Given task —
Please convert the material below, from the line with "Expected: for each instance of the brown" up to and including the line with "x=344 y=305", into a JSON list of strings, one string per line, skipping blank lines. Leave the pictures out of the answer.

Records held in a dataset:
** begin **
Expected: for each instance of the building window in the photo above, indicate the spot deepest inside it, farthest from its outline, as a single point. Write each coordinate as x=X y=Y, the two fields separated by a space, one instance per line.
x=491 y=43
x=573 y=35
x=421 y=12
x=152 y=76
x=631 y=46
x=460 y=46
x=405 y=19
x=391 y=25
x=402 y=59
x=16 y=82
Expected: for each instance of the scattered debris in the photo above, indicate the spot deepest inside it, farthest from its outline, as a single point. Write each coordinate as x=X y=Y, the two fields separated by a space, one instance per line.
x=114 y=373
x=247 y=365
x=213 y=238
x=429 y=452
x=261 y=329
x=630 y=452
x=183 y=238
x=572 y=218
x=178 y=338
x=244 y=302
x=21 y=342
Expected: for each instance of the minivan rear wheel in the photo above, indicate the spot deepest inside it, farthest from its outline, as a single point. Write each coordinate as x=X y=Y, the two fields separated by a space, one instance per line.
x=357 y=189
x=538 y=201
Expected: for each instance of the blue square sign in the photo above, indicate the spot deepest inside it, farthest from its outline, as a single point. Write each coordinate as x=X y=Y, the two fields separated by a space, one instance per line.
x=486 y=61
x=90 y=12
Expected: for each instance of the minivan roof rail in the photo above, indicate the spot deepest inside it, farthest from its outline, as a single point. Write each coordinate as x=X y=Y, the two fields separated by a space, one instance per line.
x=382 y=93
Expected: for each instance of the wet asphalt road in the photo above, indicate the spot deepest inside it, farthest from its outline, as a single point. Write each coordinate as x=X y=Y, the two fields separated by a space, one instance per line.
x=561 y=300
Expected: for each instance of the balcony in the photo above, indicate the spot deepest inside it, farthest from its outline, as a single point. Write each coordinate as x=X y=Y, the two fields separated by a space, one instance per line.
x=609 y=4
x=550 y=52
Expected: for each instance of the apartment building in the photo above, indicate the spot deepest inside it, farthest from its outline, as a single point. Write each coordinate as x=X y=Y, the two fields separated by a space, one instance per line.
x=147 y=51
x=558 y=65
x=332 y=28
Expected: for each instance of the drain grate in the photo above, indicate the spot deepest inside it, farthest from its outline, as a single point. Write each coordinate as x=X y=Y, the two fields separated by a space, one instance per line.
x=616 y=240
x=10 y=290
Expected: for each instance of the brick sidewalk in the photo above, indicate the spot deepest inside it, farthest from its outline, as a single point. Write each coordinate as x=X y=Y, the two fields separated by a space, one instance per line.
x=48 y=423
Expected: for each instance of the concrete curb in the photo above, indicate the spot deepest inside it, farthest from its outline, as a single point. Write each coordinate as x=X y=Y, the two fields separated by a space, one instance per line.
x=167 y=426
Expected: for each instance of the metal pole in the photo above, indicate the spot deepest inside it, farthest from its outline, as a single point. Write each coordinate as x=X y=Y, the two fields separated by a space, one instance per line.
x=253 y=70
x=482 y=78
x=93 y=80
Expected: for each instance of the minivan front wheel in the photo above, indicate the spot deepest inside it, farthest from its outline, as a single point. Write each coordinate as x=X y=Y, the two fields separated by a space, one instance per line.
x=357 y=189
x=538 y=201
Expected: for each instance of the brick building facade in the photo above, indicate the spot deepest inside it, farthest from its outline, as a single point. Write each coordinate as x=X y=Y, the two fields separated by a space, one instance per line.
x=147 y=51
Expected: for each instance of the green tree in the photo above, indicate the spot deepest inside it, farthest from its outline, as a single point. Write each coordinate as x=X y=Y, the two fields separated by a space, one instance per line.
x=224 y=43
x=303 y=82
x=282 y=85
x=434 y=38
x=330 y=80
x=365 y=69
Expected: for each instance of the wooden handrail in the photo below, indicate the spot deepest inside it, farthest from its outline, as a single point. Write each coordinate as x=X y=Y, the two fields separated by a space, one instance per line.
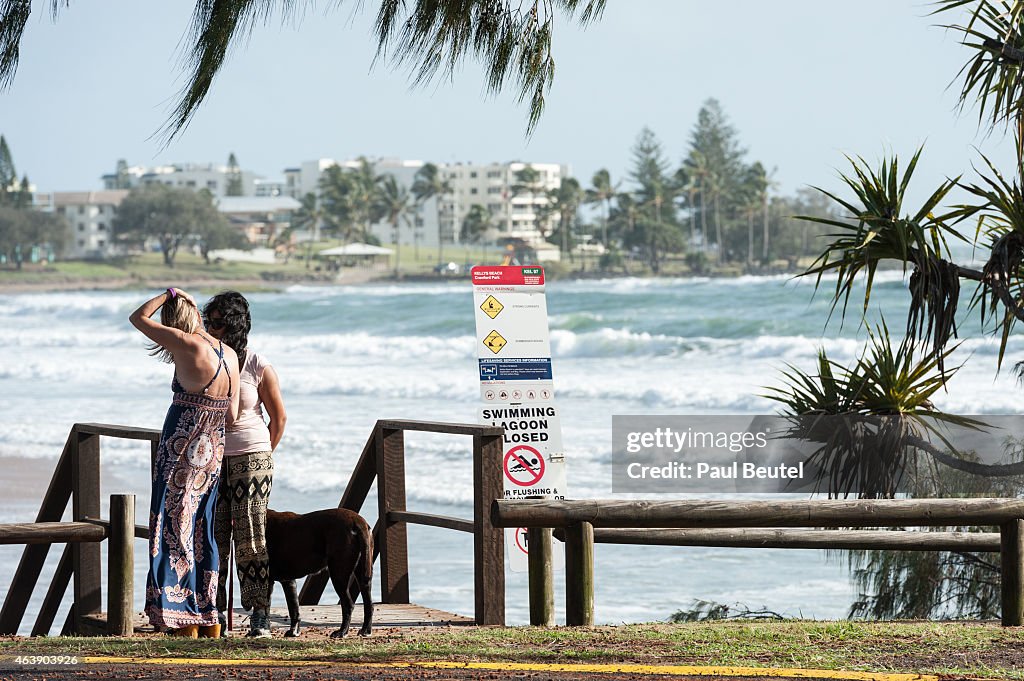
x=444 y=521
x=714 y=513
x=50 y=533
x=123 y=432
x=803 y=539
x=435 y=427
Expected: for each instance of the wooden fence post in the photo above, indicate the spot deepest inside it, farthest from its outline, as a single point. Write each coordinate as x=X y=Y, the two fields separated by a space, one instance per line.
x=29 y=568
x=391 y=497
x=580 y=575
x=86 y=557
x=121 y=566
x=542 y=588
x=488 y=542
x=1012 y=559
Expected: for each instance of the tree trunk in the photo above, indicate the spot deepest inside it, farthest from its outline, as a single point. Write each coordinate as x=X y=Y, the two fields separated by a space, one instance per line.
x=764 y=245
x=750 y=238
x=165 y=249
x=397 y=251
x=440 y=237
x=693 y=220
x=704 y=223
x=718 y=231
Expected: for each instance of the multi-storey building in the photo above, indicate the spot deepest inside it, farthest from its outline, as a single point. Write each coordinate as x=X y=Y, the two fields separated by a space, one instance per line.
x=261 y=219
x=89 y=216
x=516 y=206
x=212 y=177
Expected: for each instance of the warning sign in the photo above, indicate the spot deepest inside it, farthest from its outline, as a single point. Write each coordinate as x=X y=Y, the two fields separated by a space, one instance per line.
x=492 y=307
x=495 y=342
x=523 y=465
x=516 y=388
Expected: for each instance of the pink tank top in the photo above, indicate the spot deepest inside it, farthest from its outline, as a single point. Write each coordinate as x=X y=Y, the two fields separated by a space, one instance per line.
x=249 y=432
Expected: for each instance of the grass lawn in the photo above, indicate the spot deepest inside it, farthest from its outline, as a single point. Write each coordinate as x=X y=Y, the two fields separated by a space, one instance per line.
x=954 y=648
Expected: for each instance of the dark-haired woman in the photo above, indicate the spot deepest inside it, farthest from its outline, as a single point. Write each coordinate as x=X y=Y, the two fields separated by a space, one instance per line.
x=180 y=589
x=247 y=473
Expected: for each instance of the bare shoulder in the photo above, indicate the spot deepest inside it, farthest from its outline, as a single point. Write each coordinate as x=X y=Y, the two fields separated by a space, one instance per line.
x=229 y=353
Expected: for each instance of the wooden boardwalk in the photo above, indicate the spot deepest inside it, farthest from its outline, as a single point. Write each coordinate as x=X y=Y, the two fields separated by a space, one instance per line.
x=327 y=616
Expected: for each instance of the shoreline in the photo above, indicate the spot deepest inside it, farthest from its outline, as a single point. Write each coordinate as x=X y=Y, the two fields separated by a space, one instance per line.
x=348 y=278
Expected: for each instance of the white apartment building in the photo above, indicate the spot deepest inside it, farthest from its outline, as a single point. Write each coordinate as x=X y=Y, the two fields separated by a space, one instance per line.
x=304 y=178
x=496 y=186
x=493 y=185
x=259 y=218
x=196 y=176
x=89 y=216
x=420 y=228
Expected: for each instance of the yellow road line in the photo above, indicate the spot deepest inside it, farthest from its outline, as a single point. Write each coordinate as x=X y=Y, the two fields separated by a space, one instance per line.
x=672 y=670
x=665 y=670
x=203 y=662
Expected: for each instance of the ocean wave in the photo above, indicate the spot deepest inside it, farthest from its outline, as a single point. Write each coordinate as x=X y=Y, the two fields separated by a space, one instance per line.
x=367 y=345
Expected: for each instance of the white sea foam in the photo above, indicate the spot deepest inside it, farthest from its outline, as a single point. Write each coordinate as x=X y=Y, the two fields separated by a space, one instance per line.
x=350 y=355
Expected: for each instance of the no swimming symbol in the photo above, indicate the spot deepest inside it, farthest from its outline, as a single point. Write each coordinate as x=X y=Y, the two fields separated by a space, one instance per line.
x=523 y=465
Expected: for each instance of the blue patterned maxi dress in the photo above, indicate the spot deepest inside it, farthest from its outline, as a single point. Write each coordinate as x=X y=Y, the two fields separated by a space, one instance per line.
x=181 y=587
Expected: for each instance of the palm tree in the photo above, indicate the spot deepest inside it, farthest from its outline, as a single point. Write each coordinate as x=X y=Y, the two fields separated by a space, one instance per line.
x=429 y=37
x=430 y=182
x=309 y=216
x=394 y=205
x=527 y=182
x=363 y=196
x=565 y=202
x=600 y=193
x=475 y=226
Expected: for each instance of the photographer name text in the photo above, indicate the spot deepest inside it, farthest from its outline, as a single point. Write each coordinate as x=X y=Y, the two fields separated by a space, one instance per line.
x=704 y=470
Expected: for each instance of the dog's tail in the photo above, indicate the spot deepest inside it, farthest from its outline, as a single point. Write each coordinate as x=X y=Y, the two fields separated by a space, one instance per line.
x=365 y=567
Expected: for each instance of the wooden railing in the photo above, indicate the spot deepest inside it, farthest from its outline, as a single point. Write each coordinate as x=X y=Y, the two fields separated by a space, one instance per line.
x=383 y=459
x=708 y=522
x=77 y=480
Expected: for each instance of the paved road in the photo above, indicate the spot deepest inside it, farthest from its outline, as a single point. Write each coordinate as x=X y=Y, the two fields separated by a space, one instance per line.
x=349 y=672
x=320 y=673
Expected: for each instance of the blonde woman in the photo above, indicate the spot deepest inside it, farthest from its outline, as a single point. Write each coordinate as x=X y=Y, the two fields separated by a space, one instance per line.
x=181 y=587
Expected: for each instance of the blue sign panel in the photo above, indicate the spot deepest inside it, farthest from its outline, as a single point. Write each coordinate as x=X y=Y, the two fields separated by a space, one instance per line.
x=516 y=369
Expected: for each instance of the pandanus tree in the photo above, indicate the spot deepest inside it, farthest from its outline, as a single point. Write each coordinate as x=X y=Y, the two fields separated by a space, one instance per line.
x=879 y=226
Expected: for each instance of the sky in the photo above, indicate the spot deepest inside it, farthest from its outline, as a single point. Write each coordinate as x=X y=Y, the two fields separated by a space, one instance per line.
x=803 y=82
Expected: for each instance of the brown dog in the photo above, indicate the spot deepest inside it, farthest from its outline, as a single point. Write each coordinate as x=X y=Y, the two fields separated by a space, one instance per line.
x=336 y=539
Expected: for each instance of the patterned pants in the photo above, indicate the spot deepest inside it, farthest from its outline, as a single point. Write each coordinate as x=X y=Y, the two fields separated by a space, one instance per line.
x=245 y=490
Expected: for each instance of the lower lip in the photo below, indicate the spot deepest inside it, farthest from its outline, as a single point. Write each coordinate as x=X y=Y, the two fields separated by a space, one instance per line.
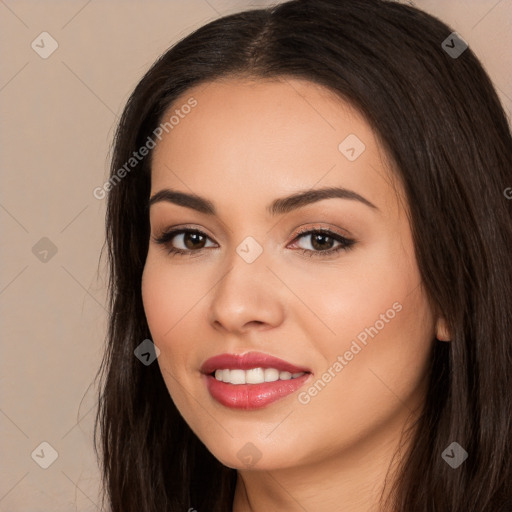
x=252 y=396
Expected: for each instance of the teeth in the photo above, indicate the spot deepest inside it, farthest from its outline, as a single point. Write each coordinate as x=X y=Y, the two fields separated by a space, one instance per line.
x=254 y=376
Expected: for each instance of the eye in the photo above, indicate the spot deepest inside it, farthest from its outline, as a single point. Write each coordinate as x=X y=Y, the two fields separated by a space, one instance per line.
x=187 y=240
x=322 y=242
x=319 y=242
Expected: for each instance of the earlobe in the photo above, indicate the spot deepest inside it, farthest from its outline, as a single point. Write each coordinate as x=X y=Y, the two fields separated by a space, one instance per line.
x=442 y=331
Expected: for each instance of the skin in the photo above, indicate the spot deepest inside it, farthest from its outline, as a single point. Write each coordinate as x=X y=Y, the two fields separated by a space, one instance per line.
x=246 y=143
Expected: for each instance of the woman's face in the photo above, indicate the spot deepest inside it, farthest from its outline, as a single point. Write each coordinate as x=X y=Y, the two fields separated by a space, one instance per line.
x=344 y=305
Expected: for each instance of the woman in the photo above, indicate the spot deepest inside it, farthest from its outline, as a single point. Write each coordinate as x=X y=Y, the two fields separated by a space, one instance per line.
x=308 y=217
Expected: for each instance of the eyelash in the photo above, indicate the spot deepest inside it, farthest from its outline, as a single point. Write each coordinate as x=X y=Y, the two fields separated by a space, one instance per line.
x=345 y=243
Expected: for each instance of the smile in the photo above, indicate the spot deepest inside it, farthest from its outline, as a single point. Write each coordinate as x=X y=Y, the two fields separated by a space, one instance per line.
x=251 y=381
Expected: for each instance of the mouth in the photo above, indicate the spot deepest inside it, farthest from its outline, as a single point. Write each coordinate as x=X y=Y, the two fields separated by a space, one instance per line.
x=251 y=381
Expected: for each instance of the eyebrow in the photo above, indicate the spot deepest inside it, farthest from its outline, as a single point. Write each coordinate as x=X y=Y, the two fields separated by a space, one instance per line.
x=277 y=207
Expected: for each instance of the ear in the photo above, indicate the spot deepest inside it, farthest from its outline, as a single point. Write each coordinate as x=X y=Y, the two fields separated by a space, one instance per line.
x=442 y=331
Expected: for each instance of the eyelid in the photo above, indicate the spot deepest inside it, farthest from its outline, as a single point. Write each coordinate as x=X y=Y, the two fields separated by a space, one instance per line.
x=170 y=233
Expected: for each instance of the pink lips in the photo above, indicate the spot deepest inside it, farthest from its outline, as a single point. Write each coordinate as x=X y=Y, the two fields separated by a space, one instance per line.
x=250 y=396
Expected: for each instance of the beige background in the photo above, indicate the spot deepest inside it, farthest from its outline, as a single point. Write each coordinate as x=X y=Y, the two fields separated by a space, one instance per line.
x=58 y=115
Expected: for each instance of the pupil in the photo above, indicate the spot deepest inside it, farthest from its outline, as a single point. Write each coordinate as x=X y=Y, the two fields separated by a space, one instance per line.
x=320 y=246
x=193 y=237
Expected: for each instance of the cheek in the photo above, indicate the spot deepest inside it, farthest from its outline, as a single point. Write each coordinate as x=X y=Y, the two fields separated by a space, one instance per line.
x=168 y=294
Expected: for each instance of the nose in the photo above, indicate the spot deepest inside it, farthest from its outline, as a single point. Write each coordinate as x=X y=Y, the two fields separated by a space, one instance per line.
x=248 y=296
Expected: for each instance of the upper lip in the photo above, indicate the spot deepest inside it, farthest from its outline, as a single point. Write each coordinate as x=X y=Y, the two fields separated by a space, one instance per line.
** end **
Answer below —
[
  "Expected: for each instance of the brown dog in the photo above, indicate the spot deepest inside it, farthest from its outline, as a single point. Write each coordinate as x=X y=Y, the two fields separated by a space, one instance per line.",
  "x=336 y=539",
  "Expected: for each instance of the patterned pants in the photo above, indicate the spot deepest inside it, farthest from its outline, as a single point. Write each coordinate as x=X y=Y, the two fields separated by a space, one instance per line.",
  "x=245 y=490",
  "Expected: for each instance of the lower lip in the photo below, indicate the spot deepest inside it, farthest from its outline, as a single point. Write each coordinate as x=X y=Y, the two fields separated by a space, one instance per line.",
  "x=252 y=396",
  "Expected: for each instance of the teeth in the photo above, indicate the spot deepest inside it, farthest from its outline, as a single point. Write each coordinate as x=X y=Y, the two fields separated by a space, one instance per line.",
  "x=254 y=376",
  "Expected: for each instance of the eye in the photo above, indicate the spot deepest inside it, farthest from its outline, as a single point. Write each coordinate as x=X y=Y, the two fields separated by a space, one instance per line.",
  "x=187 y=240",
  "x=322 y=242",
  "x=319 y=242",
  "Expected: for each instance of the earlobe in the photo above, indicate the spot deepest inside it, farthest from its outline, as a single point. Write each coordinate as x=X y=Y, the two fields separated by a space, one instance per line.",
  "x=442 y=331",
  "Expected: for each instance of the skin in the photo above, indicate the spot deepest inside it, farthest from its outline, as a single point. Write each coordinate as x=X y=Y, the two fields separated by a space, one instance per line.",
  "x=246 y=143",
  "Expected: for each instance of the woman's face in the photo above, indicate the spot deepest inside it, farthest from its outline, as a single point. Write each coordinate as x=X y=Y, the two fields separated by a space, one instance per line.",
  "x=344 y=305"
]